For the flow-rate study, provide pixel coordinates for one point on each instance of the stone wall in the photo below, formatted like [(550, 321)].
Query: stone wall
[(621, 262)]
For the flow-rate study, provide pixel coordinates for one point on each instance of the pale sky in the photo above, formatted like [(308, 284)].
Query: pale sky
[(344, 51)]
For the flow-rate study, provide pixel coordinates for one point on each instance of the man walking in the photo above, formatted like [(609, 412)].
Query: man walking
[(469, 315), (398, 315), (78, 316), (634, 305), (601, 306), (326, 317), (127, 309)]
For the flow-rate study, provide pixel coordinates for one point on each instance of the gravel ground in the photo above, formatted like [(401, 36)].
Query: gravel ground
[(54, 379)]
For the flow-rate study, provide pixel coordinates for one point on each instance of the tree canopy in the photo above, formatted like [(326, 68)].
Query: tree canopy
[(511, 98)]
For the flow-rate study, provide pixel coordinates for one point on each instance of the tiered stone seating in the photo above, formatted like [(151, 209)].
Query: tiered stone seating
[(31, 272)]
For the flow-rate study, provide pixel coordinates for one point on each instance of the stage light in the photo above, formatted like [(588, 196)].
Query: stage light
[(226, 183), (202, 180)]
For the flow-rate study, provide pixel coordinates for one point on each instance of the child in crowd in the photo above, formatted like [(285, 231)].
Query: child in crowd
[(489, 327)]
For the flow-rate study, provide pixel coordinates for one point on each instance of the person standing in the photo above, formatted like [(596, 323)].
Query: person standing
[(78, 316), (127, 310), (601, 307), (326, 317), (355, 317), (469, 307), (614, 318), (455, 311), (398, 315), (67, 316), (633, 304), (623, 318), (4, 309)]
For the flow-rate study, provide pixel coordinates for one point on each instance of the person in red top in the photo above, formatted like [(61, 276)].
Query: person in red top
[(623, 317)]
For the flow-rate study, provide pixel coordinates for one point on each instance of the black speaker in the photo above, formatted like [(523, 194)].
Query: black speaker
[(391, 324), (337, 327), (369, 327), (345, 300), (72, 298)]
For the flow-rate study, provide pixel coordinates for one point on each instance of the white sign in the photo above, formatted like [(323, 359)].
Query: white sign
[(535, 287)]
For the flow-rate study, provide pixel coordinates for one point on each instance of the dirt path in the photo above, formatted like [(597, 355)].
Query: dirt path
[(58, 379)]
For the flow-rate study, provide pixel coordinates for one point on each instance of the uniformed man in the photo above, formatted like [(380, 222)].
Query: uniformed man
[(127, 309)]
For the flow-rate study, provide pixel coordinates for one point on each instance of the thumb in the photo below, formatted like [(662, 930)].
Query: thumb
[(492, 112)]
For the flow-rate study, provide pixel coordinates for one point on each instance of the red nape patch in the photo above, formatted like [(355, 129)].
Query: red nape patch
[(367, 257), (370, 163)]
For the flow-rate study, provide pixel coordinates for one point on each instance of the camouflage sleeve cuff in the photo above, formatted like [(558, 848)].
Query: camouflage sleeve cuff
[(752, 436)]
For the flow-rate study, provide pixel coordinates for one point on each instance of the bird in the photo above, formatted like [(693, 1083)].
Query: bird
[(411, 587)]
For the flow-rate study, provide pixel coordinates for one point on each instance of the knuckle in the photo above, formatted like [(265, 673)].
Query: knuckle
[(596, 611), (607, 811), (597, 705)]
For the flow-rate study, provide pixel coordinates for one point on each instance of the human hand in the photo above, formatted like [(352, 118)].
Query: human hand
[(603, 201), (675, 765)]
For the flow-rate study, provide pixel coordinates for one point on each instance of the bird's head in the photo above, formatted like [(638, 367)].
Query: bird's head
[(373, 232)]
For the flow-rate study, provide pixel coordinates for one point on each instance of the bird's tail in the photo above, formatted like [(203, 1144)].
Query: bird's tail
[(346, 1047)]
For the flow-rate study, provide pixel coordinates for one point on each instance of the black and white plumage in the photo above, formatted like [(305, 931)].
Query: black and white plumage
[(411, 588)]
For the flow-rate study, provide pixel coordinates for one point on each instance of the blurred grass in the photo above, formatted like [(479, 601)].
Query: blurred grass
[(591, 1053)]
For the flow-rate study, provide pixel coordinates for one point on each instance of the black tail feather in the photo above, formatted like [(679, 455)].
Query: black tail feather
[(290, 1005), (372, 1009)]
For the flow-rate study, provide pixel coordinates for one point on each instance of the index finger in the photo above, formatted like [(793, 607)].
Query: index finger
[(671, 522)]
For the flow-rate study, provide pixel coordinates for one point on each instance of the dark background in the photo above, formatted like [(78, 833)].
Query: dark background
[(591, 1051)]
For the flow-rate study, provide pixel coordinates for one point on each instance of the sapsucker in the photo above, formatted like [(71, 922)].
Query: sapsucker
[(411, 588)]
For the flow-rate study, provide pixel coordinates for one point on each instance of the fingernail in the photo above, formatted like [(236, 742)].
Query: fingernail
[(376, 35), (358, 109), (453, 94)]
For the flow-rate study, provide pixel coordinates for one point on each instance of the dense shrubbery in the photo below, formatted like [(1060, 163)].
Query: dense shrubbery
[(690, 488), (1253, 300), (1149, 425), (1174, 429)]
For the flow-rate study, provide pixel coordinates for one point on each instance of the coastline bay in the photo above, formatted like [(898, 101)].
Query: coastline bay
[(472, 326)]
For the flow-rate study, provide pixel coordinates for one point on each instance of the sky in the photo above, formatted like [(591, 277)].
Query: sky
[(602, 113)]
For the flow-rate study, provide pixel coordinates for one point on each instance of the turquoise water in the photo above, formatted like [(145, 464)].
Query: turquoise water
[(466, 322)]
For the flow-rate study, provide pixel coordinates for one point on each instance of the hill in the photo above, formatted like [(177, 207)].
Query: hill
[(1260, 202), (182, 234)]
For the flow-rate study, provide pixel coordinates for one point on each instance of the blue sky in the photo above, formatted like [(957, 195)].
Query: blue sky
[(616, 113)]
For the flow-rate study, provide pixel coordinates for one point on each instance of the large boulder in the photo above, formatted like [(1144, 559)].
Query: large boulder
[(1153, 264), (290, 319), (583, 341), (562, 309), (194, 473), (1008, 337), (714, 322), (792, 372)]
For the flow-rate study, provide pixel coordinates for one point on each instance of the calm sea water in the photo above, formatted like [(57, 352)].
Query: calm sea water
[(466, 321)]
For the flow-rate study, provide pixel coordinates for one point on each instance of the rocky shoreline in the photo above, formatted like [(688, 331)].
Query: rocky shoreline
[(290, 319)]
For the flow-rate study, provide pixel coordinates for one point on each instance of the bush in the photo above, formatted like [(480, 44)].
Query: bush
┄┄┄┄┄┄
> Brief:
Locate and copy each line in the data above that includes the word "below".

> Solution to this problem:
For the flow-rate study, provide pixel coordinates for one point on each instance of the stone wall in the photo below, formatted like [(550, 321)].
For the flow-rate study, provide pixel coordinates for one point on each instance of the thumb in the photo below, formatted like [(662, 930)].
For the flow-rate study, provide pixel coordinates for one point on each instance of the dense shrubbery in the photo below, formatted like [(1060, 163)].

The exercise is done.